**Work to be completed:** Edit the entries below, changing every "rough mask" to "coarse mask" and keeping everything else the same.

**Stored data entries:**
──────

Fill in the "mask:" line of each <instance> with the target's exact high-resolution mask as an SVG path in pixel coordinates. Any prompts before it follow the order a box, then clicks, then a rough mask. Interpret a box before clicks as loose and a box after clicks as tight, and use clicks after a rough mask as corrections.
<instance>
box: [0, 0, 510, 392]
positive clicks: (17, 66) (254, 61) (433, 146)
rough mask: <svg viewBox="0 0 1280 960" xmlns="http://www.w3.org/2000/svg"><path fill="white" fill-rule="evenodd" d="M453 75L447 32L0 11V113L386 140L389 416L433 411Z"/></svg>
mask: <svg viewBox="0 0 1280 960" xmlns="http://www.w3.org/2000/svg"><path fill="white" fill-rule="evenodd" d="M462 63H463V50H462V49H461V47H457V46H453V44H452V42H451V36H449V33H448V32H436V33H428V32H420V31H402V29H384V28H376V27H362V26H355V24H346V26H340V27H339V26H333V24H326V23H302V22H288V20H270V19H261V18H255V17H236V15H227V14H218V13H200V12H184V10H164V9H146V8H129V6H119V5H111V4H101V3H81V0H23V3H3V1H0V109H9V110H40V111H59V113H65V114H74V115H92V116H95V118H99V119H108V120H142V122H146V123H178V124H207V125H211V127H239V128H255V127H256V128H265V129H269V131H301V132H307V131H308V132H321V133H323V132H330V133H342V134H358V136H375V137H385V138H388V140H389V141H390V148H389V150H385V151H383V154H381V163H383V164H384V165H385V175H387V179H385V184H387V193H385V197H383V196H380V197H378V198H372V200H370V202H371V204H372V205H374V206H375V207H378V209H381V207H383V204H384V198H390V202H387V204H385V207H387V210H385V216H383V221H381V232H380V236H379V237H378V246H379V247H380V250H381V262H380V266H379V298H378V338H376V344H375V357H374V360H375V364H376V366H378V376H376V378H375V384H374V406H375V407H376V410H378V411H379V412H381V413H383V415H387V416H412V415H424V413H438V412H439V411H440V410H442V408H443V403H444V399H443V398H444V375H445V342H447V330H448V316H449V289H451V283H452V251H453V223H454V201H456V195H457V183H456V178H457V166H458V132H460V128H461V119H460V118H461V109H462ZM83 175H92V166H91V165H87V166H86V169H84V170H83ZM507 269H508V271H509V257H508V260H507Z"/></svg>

──────

**Solution:**
Fill in the "mask:" line of each <instance> with the target's exact high-resolution mask as an SVG path in pixel coordinates. Any prompts before it follow the order a box, then clicks, then a coarse mask. Interpret a box before clicks as loose and a box after clicks as tight, and use clicks after a coarse mask as corrections.
<instance>
box: [0, 0, 510, 392]
positive clicks: (17, 66) (254, 61) (433, 146)
coarse mask: <svg viewBox="0 0 1280 960" xmlns="http://www.w3.org/2000/svg"><path fill="white" fill-rule="evenodd" d="M453 75L447 32L0 11V113L386 140L389 416L433 411Z"/></svg>
mask: <svg viewBox="0 0 1280 960" xmlns="http://www.w3.org/2000/svg"><path fill="white" fill-rule="evenodd" d="M462 63H463V50H462V49H461V47H457V46H453V44H452V42H451V36H449V33H448V32H436V33H428V32H420V31H402V29H384V28H376V27H362V26H355V24H346V26H340V27H339V26H333V24H326V23H302V22H288V20H270V19H261V18H255V17H236V15H227V14H218V13H200V12H184V10H164V9H146V8H129V6H119V5H111V4H101V3H81V0H23V3H3V1H0V109H9V110H40V111H59V113H65V114H74V115H92V116H95V118H99V119H108V120H142V122H146V123H178V124H207V125H211V127H239V128H255V127H256V128H265V129H269V131H301V132H307V131H308V132H321V133H323V132H330V133H342V134H358V136H375V137H385V138H388V140H389V141H390V148H389V150H385V151H383V154H381V163H383V164H384V165H385V175H387V179H385V184H387V193H385V197H383V196H380V197H378V198H372V200H370V202H371V204H372V205H374V206H375V207H378V209H381V207H383V204H384V198H390V202H387V204H385V207H387V210H385V216H383V221H381V232H380V236H379V237H378V246H379V247H380V250H381V262H380V266H379V298H378V338H376V344H375V357H374V360H375V364H376V366H378V376H376V378H375V384H374V406H375V407H376V410H378V411H379V412H381V413H383V415H387V416H412V415H424V413H438V412H439V411H440V410H442V408H443V403H444V399H443V398H444V375H445V342H447V330H448V316H449V289H451V283H452V251H453V223H454V201H456V195H457V183H456V178H457V166H458V132H460V128H461V119H460V118H461V109H462ZM83 175H92V166H91V165H87V166H86V169H84V170H83ZM507 269H508V271H509V257H508V260H507Z"/></svg>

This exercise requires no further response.